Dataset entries
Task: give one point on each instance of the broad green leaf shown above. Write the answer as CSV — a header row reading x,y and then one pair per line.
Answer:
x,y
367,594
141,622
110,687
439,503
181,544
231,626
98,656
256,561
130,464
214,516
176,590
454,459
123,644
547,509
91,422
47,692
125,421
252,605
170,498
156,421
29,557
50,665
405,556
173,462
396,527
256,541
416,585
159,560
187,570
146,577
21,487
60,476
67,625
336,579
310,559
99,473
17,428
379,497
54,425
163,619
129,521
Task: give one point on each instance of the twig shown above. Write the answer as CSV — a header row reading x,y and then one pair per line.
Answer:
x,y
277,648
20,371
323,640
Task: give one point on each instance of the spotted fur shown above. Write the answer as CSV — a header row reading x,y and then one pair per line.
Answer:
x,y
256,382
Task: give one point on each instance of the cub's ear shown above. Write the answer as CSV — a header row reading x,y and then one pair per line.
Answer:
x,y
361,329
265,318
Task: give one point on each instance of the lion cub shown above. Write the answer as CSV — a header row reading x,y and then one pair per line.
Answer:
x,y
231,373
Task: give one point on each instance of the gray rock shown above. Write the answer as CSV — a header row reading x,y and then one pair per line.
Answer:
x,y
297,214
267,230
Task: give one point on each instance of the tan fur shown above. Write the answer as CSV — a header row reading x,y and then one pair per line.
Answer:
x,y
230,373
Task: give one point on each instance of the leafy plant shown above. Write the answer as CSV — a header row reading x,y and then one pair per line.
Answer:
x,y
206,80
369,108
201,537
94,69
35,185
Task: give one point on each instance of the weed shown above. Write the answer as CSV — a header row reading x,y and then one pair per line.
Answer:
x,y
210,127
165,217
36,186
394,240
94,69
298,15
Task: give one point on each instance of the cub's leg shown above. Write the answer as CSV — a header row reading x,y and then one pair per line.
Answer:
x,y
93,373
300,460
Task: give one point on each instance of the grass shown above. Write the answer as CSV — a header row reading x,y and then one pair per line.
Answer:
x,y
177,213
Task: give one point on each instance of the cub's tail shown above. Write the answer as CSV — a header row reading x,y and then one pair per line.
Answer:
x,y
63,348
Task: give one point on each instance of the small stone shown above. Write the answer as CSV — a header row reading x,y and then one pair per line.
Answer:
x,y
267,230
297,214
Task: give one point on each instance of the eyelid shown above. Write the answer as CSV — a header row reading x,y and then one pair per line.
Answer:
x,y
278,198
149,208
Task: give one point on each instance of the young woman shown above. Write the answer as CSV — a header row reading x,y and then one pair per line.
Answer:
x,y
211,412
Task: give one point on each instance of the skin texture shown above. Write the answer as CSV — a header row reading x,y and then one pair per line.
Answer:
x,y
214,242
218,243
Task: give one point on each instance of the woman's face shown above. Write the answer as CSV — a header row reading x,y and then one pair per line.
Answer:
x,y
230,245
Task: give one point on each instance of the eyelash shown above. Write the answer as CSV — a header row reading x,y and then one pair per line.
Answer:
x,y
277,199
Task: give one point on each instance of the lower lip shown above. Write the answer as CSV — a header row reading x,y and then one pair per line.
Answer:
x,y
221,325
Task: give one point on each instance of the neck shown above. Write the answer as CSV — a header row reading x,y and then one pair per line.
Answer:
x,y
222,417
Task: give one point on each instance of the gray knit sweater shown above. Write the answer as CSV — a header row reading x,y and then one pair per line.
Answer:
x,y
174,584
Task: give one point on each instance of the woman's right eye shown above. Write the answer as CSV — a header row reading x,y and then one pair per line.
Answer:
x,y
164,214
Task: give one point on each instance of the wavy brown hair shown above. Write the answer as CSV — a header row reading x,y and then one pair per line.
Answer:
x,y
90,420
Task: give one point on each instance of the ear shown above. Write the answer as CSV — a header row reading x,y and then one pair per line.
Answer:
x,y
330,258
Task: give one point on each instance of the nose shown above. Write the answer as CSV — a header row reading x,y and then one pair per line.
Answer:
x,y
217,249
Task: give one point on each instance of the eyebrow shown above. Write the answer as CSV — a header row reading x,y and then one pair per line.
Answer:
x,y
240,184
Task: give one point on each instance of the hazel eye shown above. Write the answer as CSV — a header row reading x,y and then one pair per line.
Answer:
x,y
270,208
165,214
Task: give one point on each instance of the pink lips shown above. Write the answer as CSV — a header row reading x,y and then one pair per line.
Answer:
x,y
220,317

• EXERCISE DIRECTIONS:
Print all of the entries exactly, leaving nothing out.

• EXERCISE RESPONSE:
Task: give one point on each instance of the broad green leaf shown above. Write the answer as CSV — a header row reading x,y and then one pair per line.
Answer:
x,y
367,594
141,622
110,687
439,503
181,544
231,626
98,656
256,561
130,464
214,516
176,590
454,459
123,644
547,509
91,422
47,692
125,421
252,605
170,498
156,421
29,557
50,665
405,556
173,462
396,527
256,541
416,585
159,560
187,570
146,577
21,487
60,476
67,625
336,579
310,559
99,473
17,428
379,497
54,425
163,619
129,521
Task: give one point on each instance of the twig shown above. Write the answer as CSV — a header row reading x,y and then one pair per line.
Answer:
x,y
277,648
20,371
323,640
Task: give one point on each instance of the spotted fur shown above. Write the answer as CSV — a header row reading x,y and then one pair per line.
Answer:
x,y
256,382
Task: give one point on each instance of the cub's ear shown above. Write the answer as CSV — a header row reading x,y and then one pair per line.
Answer:
x,y
361,329
265,318
Task: give one point on each instance of the lion cub shown above. Write the answer as CSV — a header row reading x,y and then one pair per line.
Answer:
x,y
231,373
Task: give one point on each instance of the gray rock shown above. Write the answer as CSV — a header row reading x,y and then one pair per line.
Answer:
x,y
297,214
267,230
Task: give one point on each instance of the tan fur shown above. Write the answer as CSV — a header row reading x,y and then one pair per line.
Answer:
x,y
230,373
Task: give one point on each instance of the leafy plant shown above. Write the answer as CSV — a header row reading x,y and then one pair per line.
Answer:
x,y
206,80
369,108
201,537
94,69
35,185
Task: give one point on each instance of the weed shown above. Write the answer as CSV — a header row reading x,y and then one pair per line.
Answer:
x,y
210,127
165,217
36,186
394,240
94,69
298,15
Task: give one point on each instance of the cub's leg shown above. Write the answer as CSV — a header row reading x,y and then one pair per line.
Answer:
x,y
93,373
300,460
Task: give one point on each instance of the grass shown above. Write the answer as CSV — a header row reading x,y and then one pair per line.
Answer:
x,y
177,213
Task: give one point on each instance of the cub's tail shown above. Write the answer as CSV — a header row reading x,y and then one pair per line.
Answer:
x,y
63,348
Task: give one point on each instance of the small stone shown above. Write the answer as CSV — a header row reading x,y and then one pair per line.
Answer:
x,y
267,230
297,214
Task: give one point on each instance of the eyelid shown above. Write the answer as CSV — a header row reading x,y and then one pair per line.
Answer:
x,y
278,198
149,208
Task: give one point on each instance of the young woman shown above. Write the answer as CSV — a header row reading x,y and then one pair per line.
Answer:
x,y
211,412
Task: give one point on each instance of the skin texture shown above. Write the answer as CSV — a header row reading x,y and then one pair per line.
Answer:
x,y
214,242
218,243
Task: give one point on each instance of the woman's face shown above. Write the answer as CSV — a header row reading x,y and then one pair per line.
Answer:
x,y
230,245
Task: give one point on each instance of the eyelash shown above. Write the answer as CSV — a header row reading x,y and then one pair per line.
Answer:
x,y
277,199
Task: give one point on each instance of the lower lip shown above. Write the answer as CSV — a header row reading x,y and then one pair per line.
Answer:
x,y
221,325
Task: give one point on each instance of the neck shown above. Write the answer as CSV — a header row reading x,y and then one pair per line.
Answer:
x,y
222,417
Task: give one point on each instance of the gray knit sweater shown above. Write the answer as CSV — a header row reading x,y and then one pair per line.
Answer:
x,y
174,584
Task: give one point on each instance of the woman's right eye shown above. Write the answer as CSV — a header row reading x,y and then one pair per line.
Answer:
x,y
164,214
Task: give one point on each instance of the wavy brown hair shown above. Write the answer as CSV — a header row reading x,y and then one pair per line.
Answer:
x,y
90,420
Task: give one point on each instance of the ear shown above. Write the answer as CSV — a header row reading x,y and then one pair per line.
Answer:
x,y
330,258
Task: give one point on each instance of the nose shown above. Write the answer as CSV — a header row reading x,y and then one pair per line.
Answer:
x,y
217,249
Task: give one point on each instance of the eyebrow shown above. Write the answer as CSV — a header row reading x,y and then one pair per line.
Answer:
x,y
240,184
Task: give one point on each instance of the hazel eye shown above. Write the answer as CSV — a header row reading x,y and then one pair per line.
Answer:
x,y
270,208
165,214
Task: give one point on each instance of the pink lips shown above. Write the answer as CSV — a header row reading x,y and then one pair per line.
Answer:
x,y
220,317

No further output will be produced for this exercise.